LogoMasst Docs

URL Shortener

System design for a URL shortening service like bit.ly or TinyURL.

Problem Statement

Design a URL shortening service like bit.ly that:

  • Shortens long URLs to short aliases
  • Redirects short URLs to original URLs
  • Handles high read traffic
  • Provides analytics (optional)

Requirements

Functional

  • Create short URL from long URL
  • Redirect short URL to original
  • Custom aliases (optional)
  • Link expiration (optional)

Non-Functional

  • High availability
  • Low latency redirects
  • Scalable to billions of URLs

Capacity Estimation

Assumptions:
- 100M URLs created per month
- 100:1 read/write ratio
- 10 billion redirects per month
- URL stored for 5 years

Write QPS:
100M / (30 × 24 × 3600) ≈ 40 URLs/second

Read QPS:
40 × 100 = 4,000 redirects/second
Peak: ~10,000 redirects/second

Storage (5 years):
100M × 12 × 5 = 6 billion URLs
6B × 500 bytes = 3 TB

Short URL Generation

Approach 1: Hash + Truncate

MD5(long_url) = "d41d8cd98f00b204..."
Short URL = first 7 chars = "d41d8cd"

Problem: Collisions possible

Approach 2: Base62 Encoding

Use counter or random ID, encode in base62:

Characters: [a-z, A-Z, 0-9] = 62 chars
7 characters = 62^7 = 3.5 trillion combinations

ID: 123456789
Base62: "8M0kX"

(The problem): Can you rewrite the URL shortener design page, starting at the words "Design a URL" and stopping after "Provides analytics (optional)", with "load" in place of "traffic"?

(Information shown):
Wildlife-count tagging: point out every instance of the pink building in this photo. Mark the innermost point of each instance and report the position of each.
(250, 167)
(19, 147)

(Result below):
Design a URL shortening service like bit.ly that:

  • Shortens long URLs to short aliases
  • Redirects short URLs to original URLs
  • Handles high read load
  • Provides analytics (optional)